Labeling data with points on photos
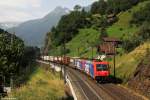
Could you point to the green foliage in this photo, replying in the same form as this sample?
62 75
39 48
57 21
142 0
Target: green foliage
112 6
142 15
68 26
99 7
11 53
14 56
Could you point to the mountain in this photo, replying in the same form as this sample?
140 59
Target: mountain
7 25
33 32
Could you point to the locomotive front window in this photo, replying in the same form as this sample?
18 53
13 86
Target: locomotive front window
101 67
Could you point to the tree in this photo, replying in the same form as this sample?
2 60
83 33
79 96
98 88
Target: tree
77 8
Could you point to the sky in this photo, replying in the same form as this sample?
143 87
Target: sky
23 10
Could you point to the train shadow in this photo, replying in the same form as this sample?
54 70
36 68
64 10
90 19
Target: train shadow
112 79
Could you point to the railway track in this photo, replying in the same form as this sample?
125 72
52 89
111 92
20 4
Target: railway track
105 91
91 90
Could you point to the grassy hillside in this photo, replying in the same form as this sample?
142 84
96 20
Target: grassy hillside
126 64
83 41
122 26
89 36
42 85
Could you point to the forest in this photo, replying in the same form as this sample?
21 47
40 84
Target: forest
102 15
15 58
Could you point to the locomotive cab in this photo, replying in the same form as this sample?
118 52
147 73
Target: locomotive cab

To be done
Rewrite the entire listing above, replacing "in this photo" with "in this image" and leaving everything else unchanged. Leave the pictures out of your answer.

Solution
Could you point to the green foliage in this image, replying in the same form as this sample?
62 75
39 48
57 21
142 0
Target: green foliage
112 6
142 15
68 26
99 7
11 53
14 56
Could you point to the mountain in this image, replying in the same form as this sample?
140 59
Target: mountain
7 25
33 32
Could you point to the locomotive front window in this image, replying in the same form as this sample?
18 53
13 86
Target: locomotive front window
101 67
Could you point to the tree in this image, replying in the same form as this sample?
2 60
83 33
79 96
98 88
Target: tree
77 8
Could you point to the sky in this image, replying in the same form as this sample?
143 87
Target: sky
23 10
Could you point to the train shadow in this image, replying in the same form as this sample?
54 70
36 68
64 10
90 19
Target: train shadow
112 79
Could you point to the railway track in this image, replying in the same form as this sample?
125 72
52 89
111 92
20 4
Target: railway track
105 91
91 90
Could you point to the grassy hillside in this image, replying in the same form as this sample?
142 84
96 20
Target: grassy hillside
126 64
83 41
122 26
89 36
42 85
Could you point to the forest in this image, replying in the same form as this sample?
21 47
40 84
Target: forest
102 15
15 58
Could you point to the locomotive cab in this image, replying in the same form as this sample?
118 52
147 73
Target: locomotive cab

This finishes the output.